**DOCUMENT SECTION**
This past week I travelled to North Carolina to meet the team at the Center for Teaching Quality (CTQ), a nonprofit with a mission to “connect, ready, and mobilize teacher leaders to transform our schools.”
During the meeting, I met half a dozen teacher leaders from all over the country by video chat. They had taken the time to let us know what kinds of networks they belong to, what it takes to be part of a digital community and how the connections to other teachers through the network keeps them excited about teaching. These “teacherpreneurs” include Nancy Gardner, an English teacher from Mooresville, North Carolina who works with the state education department on Common Core implementation and professional development; Fayette County, Kentucky, math teacher Ali Wright, who is helping to create a community of educators to lead Common Core efforts in her state; and Hillsborough County, Florida, media specialist Julie Hiltz, who helps teachers find leadership roles that fit their passions and skills.

**RECORD SET**

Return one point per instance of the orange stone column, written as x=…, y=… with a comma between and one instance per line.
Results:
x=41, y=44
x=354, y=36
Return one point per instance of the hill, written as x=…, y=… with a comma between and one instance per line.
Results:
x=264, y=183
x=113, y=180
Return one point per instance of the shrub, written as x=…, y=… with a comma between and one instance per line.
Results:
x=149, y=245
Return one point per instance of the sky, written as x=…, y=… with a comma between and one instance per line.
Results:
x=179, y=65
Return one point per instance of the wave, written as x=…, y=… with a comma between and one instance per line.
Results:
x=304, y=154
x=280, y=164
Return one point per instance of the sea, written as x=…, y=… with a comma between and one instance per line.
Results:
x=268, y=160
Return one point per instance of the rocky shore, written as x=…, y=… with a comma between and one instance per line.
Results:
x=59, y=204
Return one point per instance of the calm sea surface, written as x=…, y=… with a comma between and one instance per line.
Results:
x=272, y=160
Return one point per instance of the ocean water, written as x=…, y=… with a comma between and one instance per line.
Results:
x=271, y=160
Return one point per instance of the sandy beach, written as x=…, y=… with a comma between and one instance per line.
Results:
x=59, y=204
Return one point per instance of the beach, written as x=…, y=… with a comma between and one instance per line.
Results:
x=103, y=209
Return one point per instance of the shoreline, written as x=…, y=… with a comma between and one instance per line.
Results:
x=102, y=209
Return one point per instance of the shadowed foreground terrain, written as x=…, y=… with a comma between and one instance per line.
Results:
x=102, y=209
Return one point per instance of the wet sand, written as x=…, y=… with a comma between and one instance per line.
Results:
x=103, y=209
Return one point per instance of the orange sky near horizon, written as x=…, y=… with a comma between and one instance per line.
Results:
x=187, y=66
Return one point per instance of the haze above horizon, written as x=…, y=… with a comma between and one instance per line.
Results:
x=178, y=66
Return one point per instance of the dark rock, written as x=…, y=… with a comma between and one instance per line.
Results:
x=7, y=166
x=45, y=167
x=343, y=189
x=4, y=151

**THINGS TO DO**
a) Answer these questions from the account of the CTQ visit:
(i) Which state did the writer travel to?
(ii) How many teacher leaders did the writer meet by video chat?
(iii) What subject does Ali Wright teach?
b) Summarize the account of the CTQ visit in two sentences.
c) Write the next part of the account of the CTQ visit, starting after its final sentence.
The records have nothing to do with what follows.

**RESPONSES TO THE TASKS**
a)
(i) North Carolina
(ii) Half a dozen
(iii) Math

b) The writer traveled to North Carolina to meet the team at the Center for Teaching Quality, a nonprofit that aims to connect, ready, and mobilize teacher leaders to transform schools. There the writer met, by video chat, half a dozen teacher leaders from around the country, among them Nancy Gardner, Ali Wright and Julie Hiltz, who described their networks, what being part of a digital community takes and how connections with other teachers keep them excited about teaching.

c)
Just the day before, I had met with some leaders from another network who were struggling with some technology decisions about how to create a digital community. My one piece of advice: Don’t start with the technology. My conversation with CTQ confirmed the need to begin with the community and first cultivate the relationships and protocols needed to have rich conversations before thinking about which platform or which tool to use to bring them together. CTQ began their community with a Listserv, which has evolved into what they now call the Collaboratory. It’s a haven for teacher leaders who want to connect with other educators that have similar interests. There are also smaller “labs” focused on more specific topics.
Many other networks could probably learn a lesson from CTQ about how to form a vibrant and robust online conversation that keeps teachers coming back. We’re thinking of gathering some of these organizations later this year to share best practices about digital communities from outside of education. But for now, find one best practice at CTQ. Click here to meet more of their virtual community organizers and you’ll see what I mean!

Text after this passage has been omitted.